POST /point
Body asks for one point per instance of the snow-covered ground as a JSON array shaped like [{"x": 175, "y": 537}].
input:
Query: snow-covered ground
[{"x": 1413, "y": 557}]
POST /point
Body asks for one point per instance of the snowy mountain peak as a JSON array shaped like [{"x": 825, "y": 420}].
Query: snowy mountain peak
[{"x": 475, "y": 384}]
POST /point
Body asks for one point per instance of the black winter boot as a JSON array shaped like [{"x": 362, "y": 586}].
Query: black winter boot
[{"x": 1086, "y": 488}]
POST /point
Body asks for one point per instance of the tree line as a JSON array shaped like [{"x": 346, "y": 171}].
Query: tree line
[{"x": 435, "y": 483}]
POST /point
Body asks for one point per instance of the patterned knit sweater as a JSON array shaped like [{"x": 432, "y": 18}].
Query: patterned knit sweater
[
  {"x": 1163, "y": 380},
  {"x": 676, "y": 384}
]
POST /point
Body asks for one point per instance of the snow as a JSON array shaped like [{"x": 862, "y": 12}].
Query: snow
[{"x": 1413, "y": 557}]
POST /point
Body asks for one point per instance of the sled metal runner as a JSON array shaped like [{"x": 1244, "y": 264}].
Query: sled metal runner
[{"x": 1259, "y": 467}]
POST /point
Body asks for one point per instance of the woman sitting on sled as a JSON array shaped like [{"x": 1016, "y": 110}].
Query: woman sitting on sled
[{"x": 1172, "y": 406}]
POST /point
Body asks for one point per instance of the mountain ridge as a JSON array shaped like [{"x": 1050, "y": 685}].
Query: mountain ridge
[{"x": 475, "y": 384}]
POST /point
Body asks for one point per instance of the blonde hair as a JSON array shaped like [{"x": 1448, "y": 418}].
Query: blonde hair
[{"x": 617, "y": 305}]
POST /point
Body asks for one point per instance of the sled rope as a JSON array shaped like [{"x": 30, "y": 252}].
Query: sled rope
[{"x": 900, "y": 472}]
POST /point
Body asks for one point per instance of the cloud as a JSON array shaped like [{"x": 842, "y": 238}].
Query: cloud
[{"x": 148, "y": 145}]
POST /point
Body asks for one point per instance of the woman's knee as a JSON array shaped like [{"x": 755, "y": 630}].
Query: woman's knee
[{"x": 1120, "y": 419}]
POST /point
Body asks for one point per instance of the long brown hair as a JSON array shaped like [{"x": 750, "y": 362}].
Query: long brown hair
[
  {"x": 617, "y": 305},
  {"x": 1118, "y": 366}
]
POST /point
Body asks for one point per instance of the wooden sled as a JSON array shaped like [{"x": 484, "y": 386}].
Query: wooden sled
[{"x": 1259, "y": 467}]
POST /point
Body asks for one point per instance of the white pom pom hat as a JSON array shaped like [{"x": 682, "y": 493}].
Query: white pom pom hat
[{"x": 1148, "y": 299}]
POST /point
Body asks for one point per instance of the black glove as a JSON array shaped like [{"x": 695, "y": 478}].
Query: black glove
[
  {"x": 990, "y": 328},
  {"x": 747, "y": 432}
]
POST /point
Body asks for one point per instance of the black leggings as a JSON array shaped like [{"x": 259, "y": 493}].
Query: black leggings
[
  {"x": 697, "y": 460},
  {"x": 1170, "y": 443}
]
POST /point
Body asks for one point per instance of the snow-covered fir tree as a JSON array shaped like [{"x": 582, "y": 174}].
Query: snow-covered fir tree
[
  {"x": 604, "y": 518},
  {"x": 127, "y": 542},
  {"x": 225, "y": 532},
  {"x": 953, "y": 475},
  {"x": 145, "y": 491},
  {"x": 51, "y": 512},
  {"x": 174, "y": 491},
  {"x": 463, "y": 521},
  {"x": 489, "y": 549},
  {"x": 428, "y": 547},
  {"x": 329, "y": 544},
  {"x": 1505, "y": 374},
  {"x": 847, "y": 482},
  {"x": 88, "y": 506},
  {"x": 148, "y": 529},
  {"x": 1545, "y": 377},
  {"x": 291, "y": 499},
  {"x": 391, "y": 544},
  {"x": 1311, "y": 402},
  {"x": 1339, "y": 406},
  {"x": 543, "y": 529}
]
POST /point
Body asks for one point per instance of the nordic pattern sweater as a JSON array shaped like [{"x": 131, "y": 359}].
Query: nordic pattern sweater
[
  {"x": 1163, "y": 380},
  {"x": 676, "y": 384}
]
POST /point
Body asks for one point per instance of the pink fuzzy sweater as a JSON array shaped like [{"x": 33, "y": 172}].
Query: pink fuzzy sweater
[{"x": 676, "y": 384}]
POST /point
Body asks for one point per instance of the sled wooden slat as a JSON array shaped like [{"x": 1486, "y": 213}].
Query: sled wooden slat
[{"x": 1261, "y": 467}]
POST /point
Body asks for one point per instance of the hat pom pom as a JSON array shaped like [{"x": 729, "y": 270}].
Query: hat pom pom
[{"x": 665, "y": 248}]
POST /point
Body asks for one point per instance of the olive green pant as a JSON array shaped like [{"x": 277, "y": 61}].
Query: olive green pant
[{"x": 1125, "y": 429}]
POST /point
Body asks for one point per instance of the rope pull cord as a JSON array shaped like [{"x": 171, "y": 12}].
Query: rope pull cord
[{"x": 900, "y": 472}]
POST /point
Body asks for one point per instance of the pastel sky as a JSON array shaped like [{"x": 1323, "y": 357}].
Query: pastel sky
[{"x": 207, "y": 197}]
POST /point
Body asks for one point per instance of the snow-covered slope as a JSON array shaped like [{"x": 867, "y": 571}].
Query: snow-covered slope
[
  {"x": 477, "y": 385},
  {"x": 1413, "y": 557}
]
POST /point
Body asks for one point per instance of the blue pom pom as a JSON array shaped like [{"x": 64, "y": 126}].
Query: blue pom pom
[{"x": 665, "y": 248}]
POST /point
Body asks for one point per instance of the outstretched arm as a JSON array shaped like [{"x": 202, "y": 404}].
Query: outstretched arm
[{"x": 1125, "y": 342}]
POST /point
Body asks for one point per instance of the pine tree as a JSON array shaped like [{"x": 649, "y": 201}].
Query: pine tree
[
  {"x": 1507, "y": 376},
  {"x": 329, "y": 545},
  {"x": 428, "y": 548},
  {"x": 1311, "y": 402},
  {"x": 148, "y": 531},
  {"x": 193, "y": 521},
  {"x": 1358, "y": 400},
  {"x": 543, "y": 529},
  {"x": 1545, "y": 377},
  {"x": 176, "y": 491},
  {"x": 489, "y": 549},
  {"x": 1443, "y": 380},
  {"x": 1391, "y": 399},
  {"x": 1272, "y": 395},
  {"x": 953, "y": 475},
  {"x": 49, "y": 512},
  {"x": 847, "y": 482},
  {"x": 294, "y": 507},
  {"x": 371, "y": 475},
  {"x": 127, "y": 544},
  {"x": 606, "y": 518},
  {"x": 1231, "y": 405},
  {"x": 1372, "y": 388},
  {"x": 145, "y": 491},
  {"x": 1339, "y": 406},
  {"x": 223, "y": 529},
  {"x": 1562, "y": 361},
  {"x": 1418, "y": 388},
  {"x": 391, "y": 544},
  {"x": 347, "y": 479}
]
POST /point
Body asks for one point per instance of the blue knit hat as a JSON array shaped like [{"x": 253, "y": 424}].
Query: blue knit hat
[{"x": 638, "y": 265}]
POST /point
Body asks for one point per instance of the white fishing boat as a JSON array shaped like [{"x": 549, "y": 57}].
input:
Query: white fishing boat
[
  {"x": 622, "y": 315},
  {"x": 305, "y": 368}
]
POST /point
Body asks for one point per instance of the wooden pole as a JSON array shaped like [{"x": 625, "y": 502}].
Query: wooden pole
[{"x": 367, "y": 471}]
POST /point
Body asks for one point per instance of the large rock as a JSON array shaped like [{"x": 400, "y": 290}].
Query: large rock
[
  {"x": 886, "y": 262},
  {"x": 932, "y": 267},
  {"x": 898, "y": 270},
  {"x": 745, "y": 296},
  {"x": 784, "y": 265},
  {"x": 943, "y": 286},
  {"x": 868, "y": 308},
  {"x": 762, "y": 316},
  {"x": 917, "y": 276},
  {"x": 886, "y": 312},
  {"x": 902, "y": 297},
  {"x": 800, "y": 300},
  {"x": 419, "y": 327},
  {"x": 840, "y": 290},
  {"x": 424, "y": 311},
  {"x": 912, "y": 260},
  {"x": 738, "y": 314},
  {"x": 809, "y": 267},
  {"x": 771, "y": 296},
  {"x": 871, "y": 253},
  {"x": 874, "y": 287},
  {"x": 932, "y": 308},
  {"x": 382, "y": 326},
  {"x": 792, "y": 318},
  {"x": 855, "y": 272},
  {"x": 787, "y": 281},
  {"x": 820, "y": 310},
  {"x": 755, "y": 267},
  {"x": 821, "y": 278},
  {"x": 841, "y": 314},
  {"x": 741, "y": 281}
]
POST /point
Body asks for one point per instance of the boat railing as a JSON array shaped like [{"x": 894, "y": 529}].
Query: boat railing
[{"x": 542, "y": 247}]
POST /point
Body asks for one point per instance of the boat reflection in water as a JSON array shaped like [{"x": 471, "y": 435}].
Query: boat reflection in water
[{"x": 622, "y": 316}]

=====

## Work instruction:
The line with "Body asks for one point per instance of the boat reflection" marks where to start. Transcribe from there through the final line of the records, exactly and with nothing added.

## Completed exercise:
Body asks for one point per instance of the boat reflection in water as a JSON array shaped like [{"x": 471, "y": 435}].
Query: boat reflection in water
[{"x": 622, "y": 316}]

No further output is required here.